-- START OF Passage to read --
Make obj/replicator timeouts configurable

This commit is contained in:
Michael Barton 2010-10-19 15:02:36 +00:00 committed by Tarmac
commit 9b299b94b4
3 changed files with 48 additions and 28 deletions

View File

@ -32,8 +32,15 @@ use = egg:swift#object
# daemonize = on
# run_pause = 30
# concurrency = 1
# timeout = 300
# stats_interval = 3600
# stats_interval = 300
# max duration of a partition rsync
# rsync_timeout = 600
# passed to rsync for io op timeout
# rsync_io_timeout = 10
# max duration of an http request
# http_timeout = 60
# attempts to kill all workers if nothing replicates for lockup_timeout seconds
# lockup_timeout = 900
# The replicator also performs reclamation
# reclaim_age = 604800

View File

@ -216,14 +216,17 @@ class ObjectReplicator(Daemon):
self.swift_dir = conf.get('swift_dir', '/etc/swift')
-- END OF Passage to read --
-- START OF Supplied information --
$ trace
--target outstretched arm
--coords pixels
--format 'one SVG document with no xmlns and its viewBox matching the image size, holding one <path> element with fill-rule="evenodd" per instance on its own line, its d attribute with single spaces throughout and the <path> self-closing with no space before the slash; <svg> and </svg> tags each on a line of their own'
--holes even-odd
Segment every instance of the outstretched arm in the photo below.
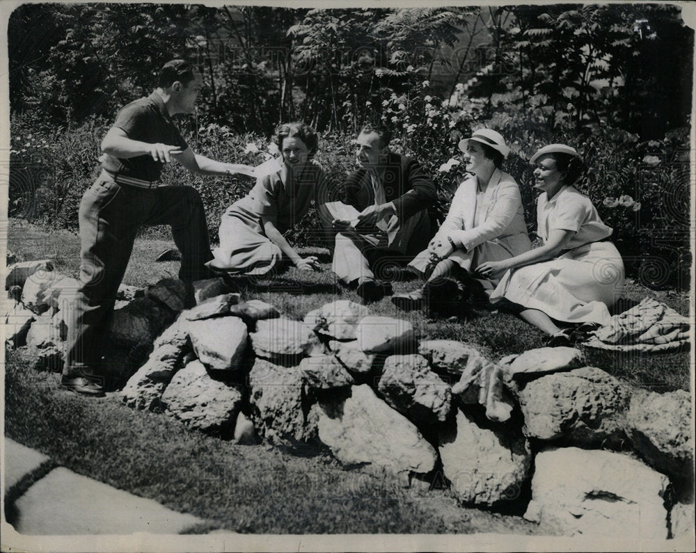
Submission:
<svg viewBox="0 0 696 553">
<path fill-rule="evenodd" d="M 553 259 L 567 249 L 566 246 L 574 234 L 575 231 L 573 230 L 554 229 L 549 233 L 548 240 L 544 246 L 521 253 L 509 259 L 482 263 L 477 268 L 476 272 L 488 278 L 508 269 L 523 267 L 525 265 Z"/>
</svg>

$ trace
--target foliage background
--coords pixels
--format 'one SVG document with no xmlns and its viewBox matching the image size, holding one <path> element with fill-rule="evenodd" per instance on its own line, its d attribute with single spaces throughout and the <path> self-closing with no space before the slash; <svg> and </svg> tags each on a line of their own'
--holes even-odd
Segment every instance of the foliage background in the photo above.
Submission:
<svg viewBox="0 0 696 553">
<path fill-rule="evenodd" d="M 322 133 L 317 159 L 340 185 L 356 131 L 381 120 L 393 149 L 433 175 L 441 214 L 462 177 L 457 144 L 471 130 L 495 128 L 512 147 L 504 168 L 530 232 L 526 160 L 544 144 L 573 145 L 587 162 L 580 188 L 614 227 L 628 274 L 686 288 L 693 40 L 667 3 L 24 4 L 8 24 L 9 215 L 75 231 L 116 111 L 182 56 L 207 84 L 197 114 L 180 122 L 197 152 L 258 164 L 275 126 L 300 119 Z M 221 213 L 251 186 L 176 167 L 164 178 L 201 192 L 213 239 Z M 290 237 L 302 244 L 316 225 L 310 214 Z"/>
</svg>

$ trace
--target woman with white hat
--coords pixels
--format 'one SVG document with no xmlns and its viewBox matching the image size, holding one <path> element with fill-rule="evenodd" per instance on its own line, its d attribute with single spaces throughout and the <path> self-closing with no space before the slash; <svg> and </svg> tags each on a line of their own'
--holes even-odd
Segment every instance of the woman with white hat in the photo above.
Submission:
<svg viewBox="0 0 696 553">
<path fill-rule="evenodd" d="M 534 186 L 543 192 L 537 205 L 543 243 L 514 257 L 483 263 L 478 272 L 504 275 L 492 302 L 505 300 L 504 305 L 549 335 L 546 345 L 569 345 L 583 330 L 608 323 L 608 307 L 623 291 L 624 263 L 608 241 L 612 229 L 573 186 L 583 172 L 575 149 L 551 144 L 539 150 L 530 163 Z M 567 323 L 580 325 L 580 333 L 561 328 Z"/>
<path fill-rule="evenodd" d="M 427 303 L 428 283 L 475 271 L 483 262 L 505 259 L 530 250 L 519 187 L 500 170 L 510 152 L 505 138 L 491 129 L 480 129 L 459 142 L 466 170 L 471 175 L 454 193 L 447 218 L 430 241 L 409 264 L 427 279 L 421 287 L 395 294 L 392 301 L 402 309 Z M 482 282 L 492 289 L 492 275 Z"/>
</svg>

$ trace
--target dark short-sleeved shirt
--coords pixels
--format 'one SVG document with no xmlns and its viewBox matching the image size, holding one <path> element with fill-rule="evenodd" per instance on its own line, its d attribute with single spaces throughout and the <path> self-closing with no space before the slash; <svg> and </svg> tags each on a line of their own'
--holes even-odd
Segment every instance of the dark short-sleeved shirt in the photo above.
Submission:
<svg viewBox="0 0 696 553">
<path fill-rule="evenodd" d="M 124 106 L 116 115 L 113 127 L 122 129 L 132 140 L 179 146 L 182 150 L 188 147 L 167 113 L 161 97 L 155 92 Z M 158 180 L 164 165 L 155 161 L 149 154 L 127 159 L 104 154 L 100 161 L 102 167 L 112 173 L 148 181 Z"/>
</svg>

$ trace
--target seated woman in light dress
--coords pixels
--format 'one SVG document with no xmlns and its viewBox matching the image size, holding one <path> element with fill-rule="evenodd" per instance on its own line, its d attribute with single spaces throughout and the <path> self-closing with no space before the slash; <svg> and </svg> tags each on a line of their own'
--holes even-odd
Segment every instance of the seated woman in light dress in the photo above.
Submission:
<svg viewBox="0 0 696 553">
<path fill-rule="evenodd" d="M 466 170 L 470 173 L 457 189 L 447 218 L 408 269 L 426 282 L 406 294 L 395 294 L 392 302 L 404 310 L 424 307 L 428 283 L 448 275 L 475 271 L 487 260 L 512 257 L 532 248 L 519 188 L 500 170 L 510 152 L 503 136 L 480 129 L 459 145 Z M 492 289 L 498 280 L 482 282 Z"/>
<path fill-rule="evenodd" d="M 232 275 L 264 275 L 287 262 L 304 271 L 317 269 L 317 257 L 303 257 L 283 233 L 294 227 L 314 200 L 318 206 L 326 182 L 313 158 L 319 137 L 304 123 L 280 125 L 275 143 L 281 157 L 264 163 L 256 184 L 222 216 L 220 246 L 207 264 Z"/>
<path fill-rule="evenodd" d="M 608 308 L 623 291 L 624 263 L 608 241 L 612 229 L 573 186 L 583 172 L 580 154 L 551 144 L 530 163 L 535 188 L 543 191 L 537 206 L 543 243 L 508 259 L 483 263 L 478 272 L 503 275 L 492 302 L 513 309 L 548 335 L 546 345 L 567 346 L 583 331 L 609 322 Z"/>
</svg>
-- END OF Supplied information --
__Exercise set__.
• a. Decide whether each statement agrees with the commit page, and back each yes or no with the deciding words quoted from it. (i) The default rsync_timeout shown is 600. (ii) The commit changed four files. (iii) The default lockup_timeout shown is 900.
• b. Render into Spanish this sentence from the commit page: "Make obj/replicator timeouts configurable".
The lines have no connection to the commit page.

__Task results__.
• a.
(i) Yes: "rsync_timeout = 600"
(ii) No: "3 changed files"
(iii) Yes: "lockup_timeout = 900"

• b. Hacer configurables los tiempos de espera de obj/replicator.